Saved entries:
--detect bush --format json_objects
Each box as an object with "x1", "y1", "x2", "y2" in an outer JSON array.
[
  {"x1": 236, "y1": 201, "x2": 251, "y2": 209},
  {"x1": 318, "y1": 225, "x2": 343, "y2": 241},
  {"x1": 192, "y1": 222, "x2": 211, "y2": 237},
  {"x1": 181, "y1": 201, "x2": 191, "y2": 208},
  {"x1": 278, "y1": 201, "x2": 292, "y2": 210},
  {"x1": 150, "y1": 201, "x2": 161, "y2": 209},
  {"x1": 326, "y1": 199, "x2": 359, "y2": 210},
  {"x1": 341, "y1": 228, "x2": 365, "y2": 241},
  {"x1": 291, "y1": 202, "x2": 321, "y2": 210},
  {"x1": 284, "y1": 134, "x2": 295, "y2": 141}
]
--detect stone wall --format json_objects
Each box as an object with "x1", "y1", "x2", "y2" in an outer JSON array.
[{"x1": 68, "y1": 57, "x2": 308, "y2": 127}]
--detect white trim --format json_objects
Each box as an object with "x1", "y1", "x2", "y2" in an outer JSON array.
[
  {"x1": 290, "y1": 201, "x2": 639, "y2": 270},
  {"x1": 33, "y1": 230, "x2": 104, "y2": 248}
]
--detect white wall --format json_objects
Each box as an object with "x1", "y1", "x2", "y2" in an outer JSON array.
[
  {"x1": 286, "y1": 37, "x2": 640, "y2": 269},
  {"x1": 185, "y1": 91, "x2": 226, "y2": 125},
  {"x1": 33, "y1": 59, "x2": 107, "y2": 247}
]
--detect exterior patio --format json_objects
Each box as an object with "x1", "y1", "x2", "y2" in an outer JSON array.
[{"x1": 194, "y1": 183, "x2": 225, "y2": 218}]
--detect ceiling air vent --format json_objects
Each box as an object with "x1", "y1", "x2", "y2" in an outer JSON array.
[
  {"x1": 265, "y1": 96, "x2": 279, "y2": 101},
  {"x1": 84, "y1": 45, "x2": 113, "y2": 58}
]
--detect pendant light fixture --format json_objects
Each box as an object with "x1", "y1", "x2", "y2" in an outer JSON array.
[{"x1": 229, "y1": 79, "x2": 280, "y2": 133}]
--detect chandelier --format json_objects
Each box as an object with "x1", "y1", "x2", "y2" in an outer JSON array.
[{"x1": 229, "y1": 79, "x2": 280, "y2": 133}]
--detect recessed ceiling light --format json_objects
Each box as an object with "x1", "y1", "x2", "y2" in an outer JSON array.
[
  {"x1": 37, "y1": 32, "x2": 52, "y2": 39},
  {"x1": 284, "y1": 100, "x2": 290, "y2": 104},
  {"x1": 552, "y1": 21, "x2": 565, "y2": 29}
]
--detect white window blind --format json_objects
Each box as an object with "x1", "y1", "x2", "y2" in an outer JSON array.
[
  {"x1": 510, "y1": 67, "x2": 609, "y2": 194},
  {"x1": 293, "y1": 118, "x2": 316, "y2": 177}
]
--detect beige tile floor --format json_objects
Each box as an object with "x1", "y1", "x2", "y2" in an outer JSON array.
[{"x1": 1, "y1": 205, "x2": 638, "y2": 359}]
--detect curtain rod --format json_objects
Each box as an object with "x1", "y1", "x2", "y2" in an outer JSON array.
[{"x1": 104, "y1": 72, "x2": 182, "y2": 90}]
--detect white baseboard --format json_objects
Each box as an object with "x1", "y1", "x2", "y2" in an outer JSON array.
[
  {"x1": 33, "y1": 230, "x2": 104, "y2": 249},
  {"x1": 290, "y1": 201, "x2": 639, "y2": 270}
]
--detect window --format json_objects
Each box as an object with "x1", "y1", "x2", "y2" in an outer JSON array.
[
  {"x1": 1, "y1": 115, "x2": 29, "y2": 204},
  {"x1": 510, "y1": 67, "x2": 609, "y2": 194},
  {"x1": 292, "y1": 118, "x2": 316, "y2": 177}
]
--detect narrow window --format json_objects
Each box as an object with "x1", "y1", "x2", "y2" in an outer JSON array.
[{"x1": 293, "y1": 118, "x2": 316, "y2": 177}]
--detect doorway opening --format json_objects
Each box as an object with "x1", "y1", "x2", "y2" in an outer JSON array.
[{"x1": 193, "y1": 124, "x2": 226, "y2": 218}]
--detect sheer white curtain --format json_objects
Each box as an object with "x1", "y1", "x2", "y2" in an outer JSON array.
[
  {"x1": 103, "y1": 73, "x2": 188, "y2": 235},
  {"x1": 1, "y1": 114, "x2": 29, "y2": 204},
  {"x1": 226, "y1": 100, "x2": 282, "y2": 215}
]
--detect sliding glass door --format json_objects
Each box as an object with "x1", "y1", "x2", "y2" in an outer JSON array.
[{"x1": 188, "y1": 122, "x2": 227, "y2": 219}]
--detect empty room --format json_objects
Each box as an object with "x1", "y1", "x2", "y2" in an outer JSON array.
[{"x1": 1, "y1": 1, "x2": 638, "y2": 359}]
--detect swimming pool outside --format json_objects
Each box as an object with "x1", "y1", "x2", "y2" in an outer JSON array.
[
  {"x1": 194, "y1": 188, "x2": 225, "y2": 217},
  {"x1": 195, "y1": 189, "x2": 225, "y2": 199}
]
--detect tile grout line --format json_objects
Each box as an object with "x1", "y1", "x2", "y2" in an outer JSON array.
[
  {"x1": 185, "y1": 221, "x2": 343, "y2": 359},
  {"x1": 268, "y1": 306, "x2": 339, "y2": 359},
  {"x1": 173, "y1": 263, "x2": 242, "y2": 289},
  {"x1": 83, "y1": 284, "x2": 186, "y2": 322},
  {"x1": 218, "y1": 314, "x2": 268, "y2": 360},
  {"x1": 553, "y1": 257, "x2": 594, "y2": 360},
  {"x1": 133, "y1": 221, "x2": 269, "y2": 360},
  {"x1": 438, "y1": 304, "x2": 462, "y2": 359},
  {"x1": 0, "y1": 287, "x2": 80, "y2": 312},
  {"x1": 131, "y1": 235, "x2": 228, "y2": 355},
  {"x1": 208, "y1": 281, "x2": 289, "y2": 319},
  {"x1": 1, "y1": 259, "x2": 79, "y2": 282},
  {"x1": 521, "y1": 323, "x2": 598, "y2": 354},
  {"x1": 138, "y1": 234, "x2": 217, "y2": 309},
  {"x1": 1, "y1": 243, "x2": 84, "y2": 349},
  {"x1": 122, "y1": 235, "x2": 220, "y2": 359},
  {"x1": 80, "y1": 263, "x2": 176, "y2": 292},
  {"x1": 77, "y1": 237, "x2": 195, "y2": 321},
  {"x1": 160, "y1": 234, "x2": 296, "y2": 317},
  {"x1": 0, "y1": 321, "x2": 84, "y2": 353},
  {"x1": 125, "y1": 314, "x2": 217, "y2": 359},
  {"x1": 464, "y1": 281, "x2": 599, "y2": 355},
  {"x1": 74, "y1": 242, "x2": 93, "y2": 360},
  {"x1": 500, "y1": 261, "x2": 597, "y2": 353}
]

How to complete this task
Check each line above for the word "white", then give only the number of lines that have it.

Answer space
5